Teks Bacaan:
########################################
Lawannya adalah al-gayur, yaitu orang yang memiliki kecemburuan besar terhadap keluarganya sehingga dia tidak membiarkan mereka berbuat maksiat. (Lihat Tuhfatul Ahwadzi, 9/357)
Ancaman keras dalam hadits ini menunjukkan bahwa perbuatan ini termasuk dosa besar yang sangat dimurkai oleh Allah Ta’ala, karena termasuk ciri-ciri dosa besar adalah jika perbuatan tersebut diancam akan mendapatkan balasan di akhirat nanti, baik berupa siksaan, kemurkaan Allah ataupun ancaman keras lainnya. (Lihat Kitabul Kaba-ir, hal. 4)
########################################
(Baris dari sebuah dataset)
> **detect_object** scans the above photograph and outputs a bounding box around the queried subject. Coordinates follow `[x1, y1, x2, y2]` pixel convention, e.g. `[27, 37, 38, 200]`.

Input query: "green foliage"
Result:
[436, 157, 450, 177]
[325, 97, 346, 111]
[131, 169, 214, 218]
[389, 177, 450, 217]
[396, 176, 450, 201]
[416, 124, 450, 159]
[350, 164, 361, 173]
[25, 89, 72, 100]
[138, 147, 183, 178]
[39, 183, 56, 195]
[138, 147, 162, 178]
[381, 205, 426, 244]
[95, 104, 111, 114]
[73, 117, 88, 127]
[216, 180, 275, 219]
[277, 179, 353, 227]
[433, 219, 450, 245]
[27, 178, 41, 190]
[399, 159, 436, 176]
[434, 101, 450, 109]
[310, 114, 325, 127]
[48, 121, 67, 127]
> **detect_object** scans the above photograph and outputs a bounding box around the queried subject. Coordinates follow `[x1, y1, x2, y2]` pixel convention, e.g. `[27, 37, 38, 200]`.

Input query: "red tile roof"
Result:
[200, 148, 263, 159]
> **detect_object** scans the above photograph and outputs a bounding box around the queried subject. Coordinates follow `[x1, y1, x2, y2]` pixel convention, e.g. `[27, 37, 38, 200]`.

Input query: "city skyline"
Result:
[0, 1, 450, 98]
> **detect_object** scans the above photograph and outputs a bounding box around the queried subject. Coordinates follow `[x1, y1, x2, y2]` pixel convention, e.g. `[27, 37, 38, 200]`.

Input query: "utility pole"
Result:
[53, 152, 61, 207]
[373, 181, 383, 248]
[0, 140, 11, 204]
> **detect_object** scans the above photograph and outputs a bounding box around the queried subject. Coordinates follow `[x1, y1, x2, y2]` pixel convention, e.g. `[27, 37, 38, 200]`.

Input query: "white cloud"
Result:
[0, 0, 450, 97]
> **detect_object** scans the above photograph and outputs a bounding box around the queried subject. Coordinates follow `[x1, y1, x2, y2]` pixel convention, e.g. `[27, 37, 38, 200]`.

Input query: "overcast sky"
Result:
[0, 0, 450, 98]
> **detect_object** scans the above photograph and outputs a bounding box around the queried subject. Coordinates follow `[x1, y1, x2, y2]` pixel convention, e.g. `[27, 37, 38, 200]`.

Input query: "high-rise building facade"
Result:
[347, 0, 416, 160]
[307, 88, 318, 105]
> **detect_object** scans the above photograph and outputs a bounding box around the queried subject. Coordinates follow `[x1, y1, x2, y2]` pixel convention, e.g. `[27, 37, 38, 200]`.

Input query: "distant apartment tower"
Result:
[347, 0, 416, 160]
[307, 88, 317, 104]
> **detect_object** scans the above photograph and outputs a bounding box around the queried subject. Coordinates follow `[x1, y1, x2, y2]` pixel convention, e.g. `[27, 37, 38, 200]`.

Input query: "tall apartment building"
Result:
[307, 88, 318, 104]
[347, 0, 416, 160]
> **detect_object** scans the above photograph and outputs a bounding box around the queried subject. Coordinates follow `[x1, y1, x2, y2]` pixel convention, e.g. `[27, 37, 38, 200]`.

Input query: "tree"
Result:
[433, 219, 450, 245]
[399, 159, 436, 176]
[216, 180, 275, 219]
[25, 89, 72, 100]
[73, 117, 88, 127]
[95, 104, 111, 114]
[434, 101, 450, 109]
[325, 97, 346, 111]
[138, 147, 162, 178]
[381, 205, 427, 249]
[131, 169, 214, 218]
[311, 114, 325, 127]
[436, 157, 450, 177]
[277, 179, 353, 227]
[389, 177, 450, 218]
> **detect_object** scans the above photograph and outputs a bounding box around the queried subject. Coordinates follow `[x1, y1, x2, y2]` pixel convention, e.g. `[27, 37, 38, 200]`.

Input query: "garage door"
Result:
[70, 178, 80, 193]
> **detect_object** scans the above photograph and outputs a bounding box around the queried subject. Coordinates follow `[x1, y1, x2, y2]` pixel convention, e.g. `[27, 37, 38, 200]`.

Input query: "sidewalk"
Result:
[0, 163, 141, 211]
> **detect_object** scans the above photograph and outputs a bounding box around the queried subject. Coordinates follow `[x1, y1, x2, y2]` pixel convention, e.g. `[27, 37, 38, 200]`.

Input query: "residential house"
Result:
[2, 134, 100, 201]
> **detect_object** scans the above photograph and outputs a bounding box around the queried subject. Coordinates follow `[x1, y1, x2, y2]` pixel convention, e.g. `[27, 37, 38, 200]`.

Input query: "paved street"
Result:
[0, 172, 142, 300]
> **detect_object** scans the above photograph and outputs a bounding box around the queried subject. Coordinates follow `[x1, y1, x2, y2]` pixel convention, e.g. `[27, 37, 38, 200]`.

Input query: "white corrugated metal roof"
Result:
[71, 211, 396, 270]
########################################
Soal Latihan: Sebutkan semua bentuk balasan di akhirat yang tercantum dalam teks bacaan sebagai ciri dosa besar. Data tersebut tidak diperlukan untuk mengerjakan soal.

Jawaban Soal: Siksaan, kemurkaan Allah, dan ancaman keras lainnya.